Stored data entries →
========

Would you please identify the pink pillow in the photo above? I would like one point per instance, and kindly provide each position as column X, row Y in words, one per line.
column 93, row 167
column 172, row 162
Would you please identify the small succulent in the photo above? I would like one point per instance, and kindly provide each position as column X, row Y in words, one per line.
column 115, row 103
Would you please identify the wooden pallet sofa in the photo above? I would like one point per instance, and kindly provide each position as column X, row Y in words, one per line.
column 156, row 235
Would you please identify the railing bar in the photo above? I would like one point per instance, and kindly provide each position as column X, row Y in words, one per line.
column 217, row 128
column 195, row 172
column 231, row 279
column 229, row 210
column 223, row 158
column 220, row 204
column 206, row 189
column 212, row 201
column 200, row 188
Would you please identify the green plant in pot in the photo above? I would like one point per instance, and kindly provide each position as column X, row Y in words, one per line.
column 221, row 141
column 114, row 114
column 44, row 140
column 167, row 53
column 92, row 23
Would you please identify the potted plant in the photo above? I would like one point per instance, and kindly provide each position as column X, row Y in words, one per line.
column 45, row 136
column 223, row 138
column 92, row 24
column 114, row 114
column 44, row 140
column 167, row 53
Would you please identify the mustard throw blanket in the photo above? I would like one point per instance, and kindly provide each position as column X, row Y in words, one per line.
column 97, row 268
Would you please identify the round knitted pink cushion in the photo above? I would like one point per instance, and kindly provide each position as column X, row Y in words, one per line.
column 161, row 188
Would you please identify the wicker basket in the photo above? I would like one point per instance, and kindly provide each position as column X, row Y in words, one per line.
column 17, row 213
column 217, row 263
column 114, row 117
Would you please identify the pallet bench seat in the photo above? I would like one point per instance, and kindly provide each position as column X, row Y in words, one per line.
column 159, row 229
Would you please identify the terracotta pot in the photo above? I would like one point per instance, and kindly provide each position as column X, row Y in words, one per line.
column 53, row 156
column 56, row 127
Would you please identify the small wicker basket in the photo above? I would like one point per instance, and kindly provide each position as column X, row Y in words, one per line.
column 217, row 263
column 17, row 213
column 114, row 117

========

TASK GOAL →
Reproduce all of the entries word for word.

RESPONSE FOR THIS EXERCISE →
Would you please identify the pink pillow in the photo above? I would like one point per instance, and kindly provide each position as column X, row Y in words, one per line.
column 93, row 167
column 172, row 162
Would you please identify the small succulent in the photo above? I would like one point per instance, and kindly provide each position as column X, row Y in words, one per line.
column 115, row 103
Would you please identify the wooden pallet sofa in the photo above? I would like one point per instance, and kindly provide each position as column X, row Y in words, one per line.
column 156, row 235
Would you please identify the railing bar in the photo above? I would like one point per instance, and kindly provide each position as column X, row Y in words, one per line.
column 217, row 128
column 195, row 172
column 231, row 279
column 229, row 210
column 223, row 158
column 220, row 204
column 206, row 189
column 212, row 201
column 200, row 188
Would you please identify the green plant in pot in the photo above? I would like one point per instance, and kindly provide each position as column X, row Y in words, one per line.
column 221, row 141
column 114, row 114
column 44, row 140
column 167, row 53
column 92, row 23
Would you please identify the potted plant in the photo above? I would like one point per instance, and kindly provide each position as column X, row Y in words, one per line.
column 45, row 136
column 223, row 138
column 92, row 24
column 114, row 114
column 44, row 140
column 167, row 53
Would you please identify the mustard throw blanket in the photo above? I would like one point per instance, and kindly provide each position as column X, row Y in words, one per line.
column 97, row 268
Would you please identify the round knitted pink cushion in the photo above? I would like one point per instance, and kindly provide each position as column X, row Y in words, one per line.
column 161, row 188
Would you please identify the wicker basket in the photo above? I would like one point per instance, and kindly provide each position as column X, row Y in words, one per line.
column 17, row 213
column 217, row 263
column 114, row 117
Would you please identify the pallet bench seat in the photo above? I would like one point per instance, and kindly provide each position as column X, row Y in words, one per line.
column 159, row 229
Would you please identify the terracotta pot in the photo above? I would like one point per instance, and kindly provide each position as column X, row Y in words, one per line.
column 53, row 156
column 56, row 127
Would you please identify the small wicker basket in the photo above? I would like one point per instance, and kindly provide each position as column X, row Y in words, one per line.
column 217, row 263
column 17, row 213
column 114, row 117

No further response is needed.